## QUOTED PASSAGE
▼▼▼
Behind the closets in my bedroom are two small storage cupboards that reflect the slant of the roof. Although the few cobwebs in both cupboards seem to indicate that they have been often used as holiday homes for various spiders, I have yet to see any type of living creature within them. The only contents, at least to my eyes, are the various objects I have stored there over the years, either as a result as the diminishing space available in my bedroom, or my refusal to get rid of something that has the slightest possibility of being needed/useful in the future. As a result, my entire beanie baby collection, that I spent many a year adding to, sits gathering dust next to the dolls that once were my greatest toys.
Opening the first closet I was prepared for an onslaught of spiders that might have taken nest there since my previous spring cleaning, but was relieved to find the small cupboard spider-free. I searched through the cupboard, immediately throwing out the remains of an old Spanish project and found a gold box covered in sparkling stars. Opening it I discovered my “Polly Pocket” collection from my younger years. Now, I have seen the “Polly Pockets” that today’s youth are forced to play with, and it plagues me to see children deprived of something that was once such a joy to me. “Polly Pockets:, in my age, with the total of my age accumulating to the ancient year of eighteen, never had removable clothes, or bendable appendages. A true “Polly Pocket” is less than an inch tall with painted clothes, round feet, and posed the threat of clogging any drain they had the misfortune of falling into, to which my dad has had many an experience. The greatest part of “Polly Pockets” were their, devoid of a proper word for it, “homes” . Each “home” was more of an individual aspect of the world. In my collection, I had a rodeo, a park, a vet’s office and various other environments, each marked with engraved circles were any “Polly Pockets” could fit and stand by his/herself. I spent many a time acting out the lives of my “Polly Pockets” through the tiny worlds in which they lived. It is remarkable how such a concept evolved into what is it today.
Continuing on my quest, which felt more and more like a journey into my past, I came upon the various dolls I had played with as a child. There were the two dolls that I used to refer to as “twins”, even though they bared little resemblance with one another. One had dark hair, the other blonde, but they were both dressed in white and red dresses with their hair pulled back in pony tails. In the other cupboard I found another doll, this one dressed in a pretty green and blue dress, with the remains of a haircut I had tried to give her leaving her slightly bald in the forehead.
▲▲▲
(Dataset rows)
▼▼▼
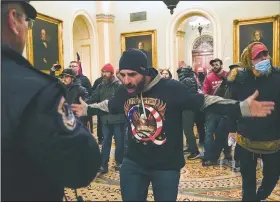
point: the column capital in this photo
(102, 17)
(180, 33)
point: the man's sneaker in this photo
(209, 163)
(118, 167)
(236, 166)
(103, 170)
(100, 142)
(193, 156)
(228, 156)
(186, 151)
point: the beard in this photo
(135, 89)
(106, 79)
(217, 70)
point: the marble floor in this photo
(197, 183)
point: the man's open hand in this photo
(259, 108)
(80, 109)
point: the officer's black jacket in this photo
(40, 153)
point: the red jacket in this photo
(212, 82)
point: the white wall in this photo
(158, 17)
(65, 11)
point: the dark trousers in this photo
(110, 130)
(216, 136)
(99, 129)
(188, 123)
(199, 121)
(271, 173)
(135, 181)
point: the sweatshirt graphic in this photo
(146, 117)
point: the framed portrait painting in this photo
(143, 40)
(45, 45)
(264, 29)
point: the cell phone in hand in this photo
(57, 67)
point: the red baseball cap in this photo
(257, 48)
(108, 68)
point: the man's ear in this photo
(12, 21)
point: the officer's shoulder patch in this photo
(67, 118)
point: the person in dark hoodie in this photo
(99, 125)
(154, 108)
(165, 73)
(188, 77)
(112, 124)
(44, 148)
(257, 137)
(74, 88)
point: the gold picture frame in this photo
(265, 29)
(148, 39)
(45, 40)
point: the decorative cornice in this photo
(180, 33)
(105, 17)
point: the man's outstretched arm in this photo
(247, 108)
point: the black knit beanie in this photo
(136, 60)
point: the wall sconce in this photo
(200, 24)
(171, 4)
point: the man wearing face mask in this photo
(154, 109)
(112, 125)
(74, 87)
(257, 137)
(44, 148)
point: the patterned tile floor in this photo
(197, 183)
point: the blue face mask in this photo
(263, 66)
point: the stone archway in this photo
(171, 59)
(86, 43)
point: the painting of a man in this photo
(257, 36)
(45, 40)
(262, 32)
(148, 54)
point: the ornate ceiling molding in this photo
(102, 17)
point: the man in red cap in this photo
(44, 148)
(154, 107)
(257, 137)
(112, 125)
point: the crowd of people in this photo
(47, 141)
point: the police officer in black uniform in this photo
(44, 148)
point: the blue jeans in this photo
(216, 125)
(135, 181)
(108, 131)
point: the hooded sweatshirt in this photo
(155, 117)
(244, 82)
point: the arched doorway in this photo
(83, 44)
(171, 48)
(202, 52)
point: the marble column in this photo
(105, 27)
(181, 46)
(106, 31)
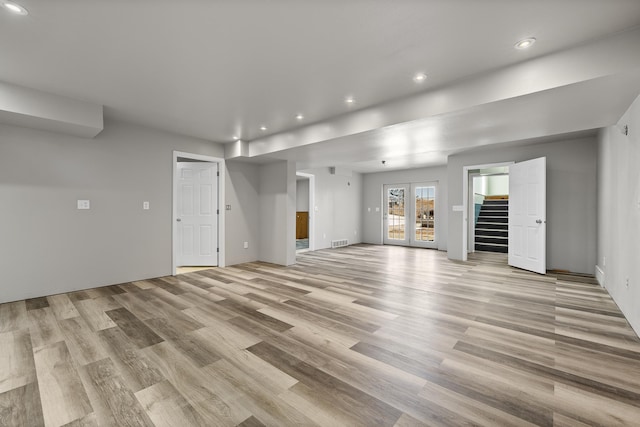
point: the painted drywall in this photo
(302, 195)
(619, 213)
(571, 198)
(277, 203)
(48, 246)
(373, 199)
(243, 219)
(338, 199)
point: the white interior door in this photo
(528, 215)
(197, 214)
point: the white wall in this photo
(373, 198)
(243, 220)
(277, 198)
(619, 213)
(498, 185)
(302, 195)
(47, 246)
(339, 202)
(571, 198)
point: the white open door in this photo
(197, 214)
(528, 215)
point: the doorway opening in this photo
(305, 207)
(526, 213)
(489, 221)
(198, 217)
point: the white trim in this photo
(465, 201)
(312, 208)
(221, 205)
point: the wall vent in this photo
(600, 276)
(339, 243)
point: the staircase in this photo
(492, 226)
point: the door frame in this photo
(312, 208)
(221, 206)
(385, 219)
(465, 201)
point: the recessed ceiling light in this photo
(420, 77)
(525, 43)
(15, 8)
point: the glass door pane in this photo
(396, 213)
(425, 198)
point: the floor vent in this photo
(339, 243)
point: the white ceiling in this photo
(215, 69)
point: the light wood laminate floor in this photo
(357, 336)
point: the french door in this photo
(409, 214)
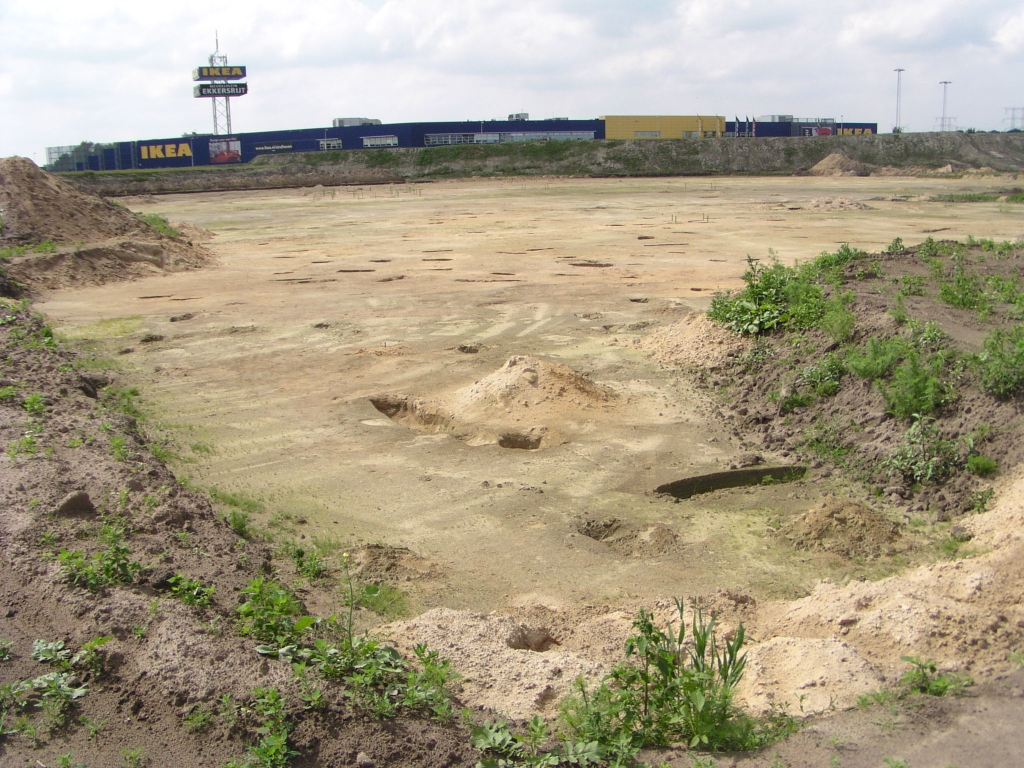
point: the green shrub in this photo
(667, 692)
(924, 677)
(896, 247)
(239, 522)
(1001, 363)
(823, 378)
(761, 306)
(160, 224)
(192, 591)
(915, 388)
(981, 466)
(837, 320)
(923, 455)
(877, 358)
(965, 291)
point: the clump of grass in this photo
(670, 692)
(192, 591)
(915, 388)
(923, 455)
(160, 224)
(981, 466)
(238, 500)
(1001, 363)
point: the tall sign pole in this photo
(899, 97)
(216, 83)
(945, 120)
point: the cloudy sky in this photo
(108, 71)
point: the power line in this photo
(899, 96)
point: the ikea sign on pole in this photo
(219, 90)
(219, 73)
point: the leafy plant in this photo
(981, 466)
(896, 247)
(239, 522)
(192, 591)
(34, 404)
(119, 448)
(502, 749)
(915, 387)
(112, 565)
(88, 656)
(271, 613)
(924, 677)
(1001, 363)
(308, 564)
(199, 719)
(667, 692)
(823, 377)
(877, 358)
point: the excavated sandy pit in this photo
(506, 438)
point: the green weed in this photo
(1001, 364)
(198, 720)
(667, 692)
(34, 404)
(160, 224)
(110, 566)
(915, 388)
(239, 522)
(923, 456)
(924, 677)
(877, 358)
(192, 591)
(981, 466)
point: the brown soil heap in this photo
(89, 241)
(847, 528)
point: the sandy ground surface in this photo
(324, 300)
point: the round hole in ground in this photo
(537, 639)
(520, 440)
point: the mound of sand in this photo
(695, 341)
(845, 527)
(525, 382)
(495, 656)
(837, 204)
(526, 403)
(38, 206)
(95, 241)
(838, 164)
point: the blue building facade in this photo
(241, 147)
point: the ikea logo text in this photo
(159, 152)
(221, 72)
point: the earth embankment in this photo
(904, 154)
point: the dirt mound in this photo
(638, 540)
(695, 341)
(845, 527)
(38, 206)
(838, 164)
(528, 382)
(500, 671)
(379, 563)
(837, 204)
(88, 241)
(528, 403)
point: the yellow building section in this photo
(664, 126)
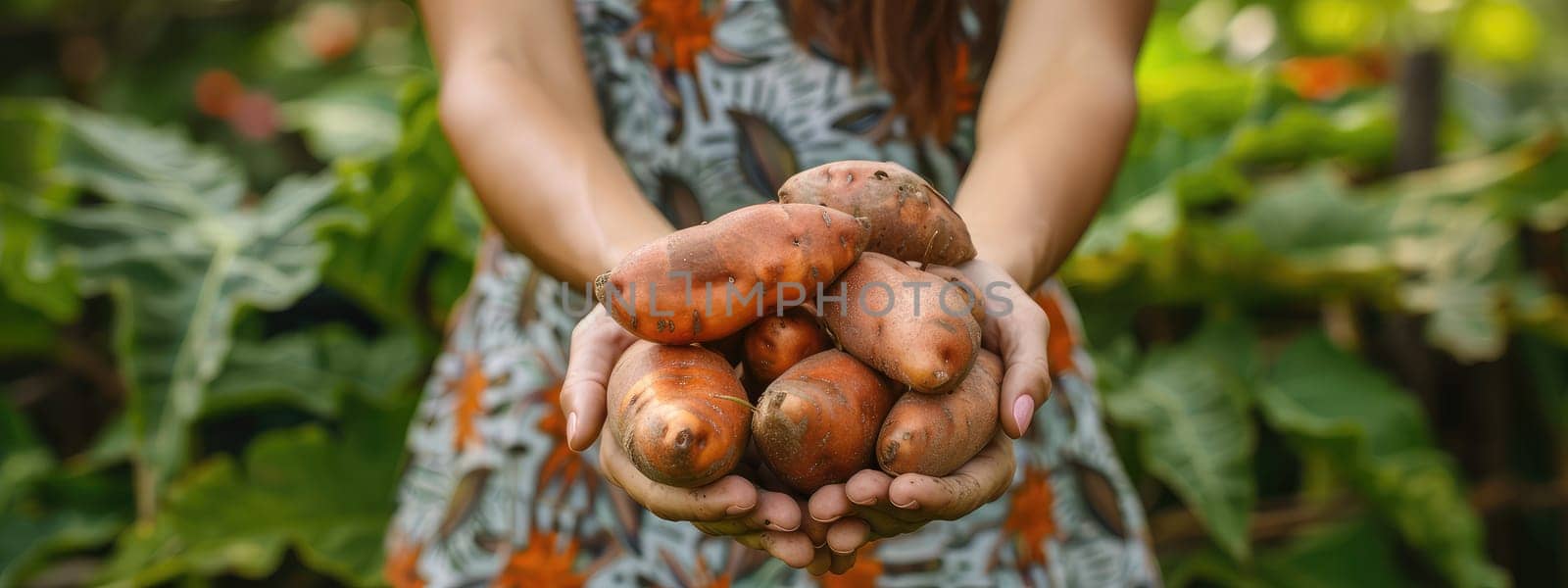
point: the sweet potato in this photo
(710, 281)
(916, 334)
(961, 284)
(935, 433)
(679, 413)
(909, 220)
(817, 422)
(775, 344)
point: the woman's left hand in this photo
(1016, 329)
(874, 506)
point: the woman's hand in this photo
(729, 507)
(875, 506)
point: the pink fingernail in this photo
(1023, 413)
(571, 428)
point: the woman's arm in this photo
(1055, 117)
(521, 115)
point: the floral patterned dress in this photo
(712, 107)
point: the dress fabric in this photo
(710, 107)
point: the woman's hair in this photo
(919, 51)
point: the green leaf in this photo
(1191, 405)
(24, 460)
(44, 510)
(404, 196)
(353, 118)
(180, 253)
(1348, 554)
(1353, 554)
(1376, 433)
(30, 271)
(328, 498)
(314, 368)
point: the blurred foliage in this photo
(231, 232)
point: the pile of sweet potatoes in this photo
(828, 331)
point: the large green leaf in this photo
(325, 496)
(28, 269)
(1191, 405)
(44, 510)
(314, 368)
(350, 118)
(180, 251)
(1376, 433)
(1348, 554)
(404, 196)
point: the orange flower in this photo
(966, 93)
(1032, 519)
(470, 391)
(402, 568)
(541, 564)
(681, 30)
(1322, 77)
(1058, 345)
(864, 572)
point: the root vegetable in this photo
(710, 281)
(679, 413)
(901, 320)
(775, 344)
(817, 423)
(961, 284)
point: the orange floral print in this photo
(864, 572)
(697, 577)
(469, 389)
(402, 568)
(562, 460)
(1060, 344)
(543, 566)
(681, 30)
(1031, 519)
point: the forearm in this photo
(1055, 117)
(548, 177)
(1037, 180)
▲▲▲
▼▼▼
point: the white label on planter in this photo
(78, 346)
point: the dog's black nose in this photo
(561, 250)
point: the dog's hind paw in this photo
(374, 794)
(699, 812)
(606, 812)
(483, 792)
▲▲▲
▼▼▼
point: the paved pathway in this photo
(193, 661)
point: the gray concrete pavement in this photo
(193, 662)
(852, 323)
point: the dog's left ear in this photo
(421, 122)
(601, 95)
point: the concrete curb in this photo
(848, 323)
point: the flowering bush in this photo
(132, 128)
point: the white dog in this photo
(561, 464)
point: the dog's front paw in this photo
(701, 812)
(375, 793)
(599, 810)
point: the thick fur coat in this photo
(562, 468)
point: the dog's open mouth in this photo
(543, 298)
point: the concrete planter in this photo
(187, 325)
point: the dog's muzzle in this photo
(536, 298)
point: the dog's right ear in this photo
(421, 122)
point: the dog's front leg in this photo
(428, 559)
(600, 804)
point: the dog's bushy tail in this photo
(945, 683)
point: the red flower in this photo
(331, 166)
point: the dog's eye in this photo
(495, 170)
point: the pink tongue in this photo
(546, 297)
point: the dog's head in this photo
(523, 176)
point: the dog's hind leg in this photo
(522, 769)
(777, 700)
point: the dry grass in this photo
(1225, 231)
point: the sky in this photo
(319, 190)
▲▲▲
## EXERCISE SET
(a) In the cupboard essay, what was the gold box holding the "Polly Pocket" collection covered in?
(b) Condense the cupboard essay's paragraph beginning "Continuing on my quest" into a shorter version that keeps its main facts.
(c) Reproduce the part of the cupboard essay between "Behind the closets" and "my greatest toys.", inclusive.

## RESPONSES TO THE EXERCISE
(a) Sparkling stars.

(b) Continuing the search, which felt increasingly like a journey into the past, the writer found childhood dolls. Two were called "twins" despite looking little alike: one dark-haired, one blonde, both in white and red dresses with ponytails. The other cupboard held a doll in a green and blue dress, left slightly bald at the forehead from an attempted haircut.

(c)
Behind the closets in my bedroom are two small storage cupboards that reflect the slant of the roof. Although the few cobwebs in both cupboards seem to indicate that they have been often used as holiday homes for various spiders, I have yet to see any type of living creature within them. The only contents, at least to my eyes, are the various objects I have stored there over the years, either as a result as the diminishing space available in my bedroom, or my refusal to get rid of something that has the slightest possibility of being needed/useful in the future. As a result, my entire beanie baby collection, that I spent many a year adding to, sits gathering dust next to the dolls that once were my greatest toys.